EXTRACT TO READ section start

To increase beta carotene conversion to vitamin A:

Needed: Optimum levels of zinc, bile salts and enzymes.

Zinc --The "Zinc Taste Test" is one pretty reliable method to determine whether an individual has enough zinc.

Bile Salt -- Fat must be present in the meal with the beta carotene. Because some individuals with Celiac Disease and other health issues cannot absorb fat very efficiently, some believe that swishing a fat around in your mouth for a few seconds before the meal helps to prepare the body for fat absorption. The basis of this belief is "digestion begins in the mouth."

This is absolutely fascinating! I used to be able to eat carrots, sweet potatoes, and squash with no problem. Now, my hands are permanently orange from eating a large carrot or two a day, and when I eat sweet potatoes and squash, my face turns orange.

EXTRACT TO READ section end
DATA EXTRACTS section start

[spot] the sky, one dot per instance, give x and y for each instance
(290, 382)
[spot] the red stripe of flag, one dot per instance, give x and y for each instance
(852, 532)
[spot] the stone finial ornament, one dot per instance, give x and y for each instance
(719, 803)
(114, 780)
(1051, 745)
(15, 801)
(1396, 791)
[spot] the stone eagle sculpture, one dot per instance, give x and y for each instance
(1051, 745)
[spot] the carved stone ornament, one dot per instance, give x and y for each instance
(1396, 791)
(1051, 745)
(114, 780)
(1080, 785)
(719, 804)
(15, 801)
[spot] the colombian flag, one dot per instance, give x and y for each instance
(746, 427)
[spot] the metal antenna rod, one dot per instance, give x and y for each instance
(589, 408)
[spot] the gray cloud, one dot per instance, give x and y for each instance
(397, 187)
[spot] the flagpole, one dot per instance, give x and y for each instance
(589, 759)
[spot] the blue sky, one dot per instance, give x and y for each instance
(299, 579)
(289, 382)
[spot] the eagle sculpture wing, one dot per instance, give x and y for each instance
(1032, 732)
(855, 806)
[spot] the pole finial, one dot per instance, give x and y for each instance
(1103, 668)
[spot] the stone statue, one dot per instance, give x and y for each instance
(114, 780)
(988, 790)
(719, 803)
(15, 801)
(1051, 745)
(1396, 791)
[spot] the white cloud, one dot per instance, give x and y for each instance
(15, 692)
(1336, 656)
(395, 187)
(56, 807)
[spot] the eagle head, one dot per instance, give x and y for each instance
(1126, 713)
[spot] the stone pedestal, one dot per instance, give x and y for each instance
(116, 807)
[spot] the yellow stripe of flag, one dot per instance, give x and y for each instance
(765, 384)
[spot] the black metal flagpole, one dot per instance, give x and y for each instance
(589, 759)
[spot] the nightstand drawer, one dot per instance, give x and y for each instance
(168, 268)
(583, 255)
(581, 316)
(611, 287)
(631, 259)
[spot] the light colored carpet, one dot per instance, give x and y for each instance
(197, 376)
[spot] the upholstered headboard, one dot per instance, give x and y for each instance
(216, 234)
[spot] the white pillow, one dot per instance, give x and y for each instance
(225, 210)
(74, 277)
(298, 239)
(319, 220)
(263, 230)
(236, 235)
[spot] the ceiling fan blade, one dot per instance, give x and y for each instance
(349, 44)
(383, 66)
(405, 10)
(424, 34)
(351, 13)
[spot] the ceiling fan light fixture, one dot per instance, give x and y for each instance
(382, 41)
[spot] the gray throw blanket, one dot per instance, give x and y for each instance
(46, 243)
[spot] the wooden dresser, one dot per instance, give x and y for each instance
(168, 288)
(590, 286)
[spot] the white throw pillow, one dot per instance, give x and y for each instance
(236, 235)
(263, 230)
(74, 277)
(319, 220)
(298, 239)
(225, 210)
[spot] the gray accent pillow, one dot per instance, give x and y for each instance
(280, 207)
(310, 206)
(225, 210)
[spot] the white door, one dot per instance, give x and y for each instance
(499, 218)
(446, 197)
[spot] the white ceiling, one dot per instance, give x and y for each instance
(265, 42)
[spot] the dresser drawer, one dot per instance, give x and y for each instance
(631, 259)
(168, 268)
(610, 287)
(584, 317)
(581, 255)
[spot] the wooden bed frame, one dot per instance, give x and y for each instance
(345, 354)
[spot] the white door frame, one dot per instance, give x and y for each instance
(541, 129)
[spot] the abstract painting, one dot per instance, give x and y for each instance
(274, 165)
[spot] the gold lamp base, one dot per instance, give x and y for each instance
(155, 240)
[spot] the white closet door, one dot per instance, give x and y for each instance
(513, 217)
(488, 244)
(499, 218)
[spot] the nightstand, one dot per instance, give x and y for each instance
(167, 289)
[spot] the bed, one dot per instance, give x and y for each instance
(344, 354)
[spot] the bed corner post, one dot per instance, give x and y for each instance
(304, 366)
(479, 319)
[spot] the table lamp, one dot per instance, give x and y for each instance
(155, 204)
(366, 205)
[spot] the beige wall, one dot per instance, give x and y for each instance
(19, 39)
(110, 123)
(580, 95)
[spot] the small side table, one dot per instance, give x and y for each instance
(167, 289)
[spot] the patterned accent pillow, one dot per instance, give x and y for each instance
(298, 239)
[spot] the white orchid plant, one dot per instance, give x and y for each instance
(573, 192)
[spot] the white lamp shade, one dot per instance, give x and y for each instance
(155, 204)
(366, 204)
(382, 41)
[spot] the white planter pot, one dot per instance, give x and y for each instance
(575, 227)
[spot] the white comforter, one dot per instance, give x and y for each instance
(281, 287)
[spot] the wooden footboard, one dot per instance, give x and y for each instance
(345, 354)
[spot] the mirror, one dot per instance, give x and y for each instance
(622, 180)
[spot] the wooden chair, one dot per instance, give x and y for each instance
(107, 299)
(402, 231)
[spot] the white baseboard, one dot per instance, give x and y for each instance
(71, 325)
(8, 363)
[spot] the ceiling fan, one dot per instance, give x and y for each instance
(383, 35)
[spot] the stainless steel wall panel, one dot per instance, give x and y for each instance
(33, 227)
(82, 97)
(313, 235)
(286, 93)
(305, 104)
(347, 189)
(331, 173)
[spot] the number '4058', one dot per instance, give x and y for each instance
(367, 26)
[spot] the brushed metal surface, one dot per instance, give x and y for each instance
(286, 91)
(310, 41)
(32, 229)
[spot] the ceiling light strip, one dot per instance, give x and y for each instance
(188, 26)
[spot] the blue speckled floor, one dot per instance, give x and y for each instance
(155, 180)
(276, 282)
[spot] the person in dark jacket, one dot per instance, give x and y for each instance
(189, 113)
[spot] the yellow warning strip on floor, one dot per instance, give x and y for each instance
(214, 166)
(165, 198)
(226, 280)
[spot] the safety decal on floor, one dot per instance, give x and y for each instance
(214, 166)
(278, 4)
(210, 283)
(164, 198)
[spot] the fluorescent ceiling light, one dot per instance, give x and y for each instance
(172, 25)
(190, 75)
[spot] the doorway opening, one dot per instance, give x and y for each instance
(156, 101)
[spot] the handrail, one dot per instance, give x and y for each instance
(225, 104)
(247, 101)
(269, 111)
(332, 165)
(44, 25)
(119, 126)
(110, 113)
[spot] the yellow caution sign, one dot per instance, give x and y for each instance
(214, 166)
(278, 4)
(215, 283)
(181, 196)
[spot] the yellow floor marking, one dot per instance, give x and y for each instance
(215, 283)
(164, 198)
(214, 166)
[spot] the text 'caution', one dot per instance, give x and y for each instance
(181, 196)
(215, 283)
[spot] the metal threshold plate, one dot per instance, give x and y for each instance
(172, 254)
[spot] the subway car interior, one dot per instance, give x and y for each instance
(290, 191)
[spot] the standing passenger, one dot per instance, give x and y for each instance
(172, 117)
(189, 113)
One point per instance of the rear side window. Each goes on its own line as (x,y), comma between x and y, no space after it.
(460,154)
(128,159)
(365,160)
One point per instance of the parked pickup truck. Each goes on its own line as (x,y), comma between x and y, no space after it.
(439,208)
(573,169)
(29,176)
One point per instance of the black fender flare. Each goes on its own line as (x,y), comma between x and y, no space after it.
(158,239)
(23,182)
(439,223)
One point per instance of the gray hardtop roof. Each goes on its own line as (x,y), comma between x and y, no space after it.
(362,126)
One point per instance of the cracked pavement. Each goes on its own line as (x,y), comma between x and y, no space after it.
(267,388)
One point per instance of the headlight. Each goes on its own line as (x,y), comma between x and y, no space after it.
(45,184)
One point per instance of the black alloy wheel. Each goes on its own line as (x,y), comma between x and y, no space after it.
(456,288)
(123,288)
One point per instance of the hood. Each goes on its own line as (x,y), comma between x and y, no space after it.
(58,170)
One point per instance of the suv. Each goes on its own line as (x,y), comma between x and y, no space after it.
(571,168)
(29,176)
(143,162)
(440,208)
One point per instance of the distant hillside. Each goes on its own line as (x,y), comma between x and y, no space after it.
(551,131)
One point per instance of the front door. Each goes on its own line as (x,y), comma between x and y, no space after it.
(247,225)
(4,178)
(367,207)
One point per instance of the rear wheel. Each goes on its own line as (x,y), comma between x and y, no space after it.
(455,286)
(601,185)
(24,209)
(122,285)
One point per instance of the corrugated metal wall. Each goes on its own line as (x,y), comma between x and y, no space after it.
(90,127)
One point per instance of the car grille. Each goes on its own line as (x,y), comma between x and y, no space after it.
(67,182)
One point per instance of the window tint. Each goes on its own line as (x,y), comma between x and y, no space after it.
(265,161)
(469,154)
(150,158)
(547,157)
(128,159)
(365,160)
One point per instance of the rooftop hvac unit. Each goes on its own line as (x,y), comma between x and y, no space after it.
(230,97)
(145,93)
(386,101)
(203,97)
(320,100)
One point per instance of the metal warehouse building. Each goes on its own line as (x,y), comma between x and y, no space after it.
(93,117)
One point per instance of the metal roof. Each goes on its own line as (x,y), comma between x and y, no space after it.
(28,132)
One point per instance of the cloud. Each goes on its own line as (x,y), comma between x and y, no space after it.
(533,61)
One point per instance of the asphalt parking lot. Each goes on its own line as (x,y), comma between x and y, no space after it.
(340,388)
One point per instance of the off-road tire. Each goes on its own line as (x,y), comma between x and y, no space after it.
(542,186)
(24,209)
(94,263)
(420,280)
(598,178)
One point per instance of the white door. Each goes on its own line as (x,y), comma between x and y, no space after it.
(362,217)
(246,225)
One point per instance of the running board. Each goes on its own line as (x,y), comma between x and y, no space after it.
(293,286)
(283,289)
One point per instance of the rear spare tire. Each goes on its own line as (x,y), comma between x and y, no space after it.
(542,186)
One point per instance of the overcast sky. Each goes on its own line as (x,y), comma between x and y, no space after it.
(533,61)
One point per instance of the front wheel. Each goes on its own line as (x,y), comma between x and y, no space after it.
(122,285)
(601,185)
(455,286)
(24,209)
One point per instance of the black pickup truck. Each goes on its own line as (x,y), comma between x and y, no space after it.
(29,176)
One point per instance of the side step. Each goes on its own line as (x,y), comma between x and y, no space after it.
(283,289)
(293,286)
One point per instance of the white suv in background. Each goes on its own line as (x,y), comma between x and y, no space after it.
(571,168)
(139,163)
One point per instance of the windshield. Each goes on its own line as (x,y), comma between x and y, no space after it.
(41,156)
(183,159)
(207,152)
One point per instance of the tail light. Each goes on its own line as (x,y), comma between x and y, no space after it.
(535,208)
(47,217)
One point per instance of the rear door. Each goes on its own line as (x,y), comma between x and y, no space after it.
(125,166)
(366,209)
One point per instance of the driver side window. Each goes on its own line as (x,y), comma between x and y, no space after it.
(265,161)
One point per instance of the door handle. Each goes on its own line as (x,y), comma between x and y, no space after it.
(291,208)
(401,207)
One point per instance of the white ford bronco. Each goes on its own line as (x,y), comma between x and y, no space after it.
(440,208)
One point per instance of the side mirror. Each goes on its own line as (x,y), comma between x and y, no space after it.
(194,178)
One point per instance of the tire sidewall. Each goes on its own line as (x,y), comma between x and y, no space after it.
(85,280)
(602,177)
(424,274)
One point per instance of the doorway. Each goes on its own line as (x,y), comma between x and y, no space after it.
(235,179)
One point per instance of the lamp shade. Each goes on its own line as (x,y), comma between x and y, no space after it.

DATA EXTRACTS section end

TASK INSTRUCTIONS
1. According to the text on beta carotene, what method can show whether a person has enough zinc?
2. Write a continuation of the text on turning beta carotene into vitamin A, starting after its last sentence.
The data has nothing to do with the text on beta carotene.

ANSWERS GIVEN
1. The "Zinc Taste Test."

2.
I recently have started suspecting that my large bean consumption in the last few months (about 3/4lb a day) is contributing to a malabsorption of zinc. That would make sense as to why I used to be able to eat high beta carotene foods with no problem but no longer can.

I am severely cutting back on my bean consumption starting today. I have cleared up a good amount lately from taking a high quality zinc supplement (along with a million other dietary and lifestyle changes I have made over the last year), but I can't seem to get completely clear. Perhaps I am just not absorbing enough zinc. I have always had very, very poor wound healing, which I think is a sign of zinc deficiency.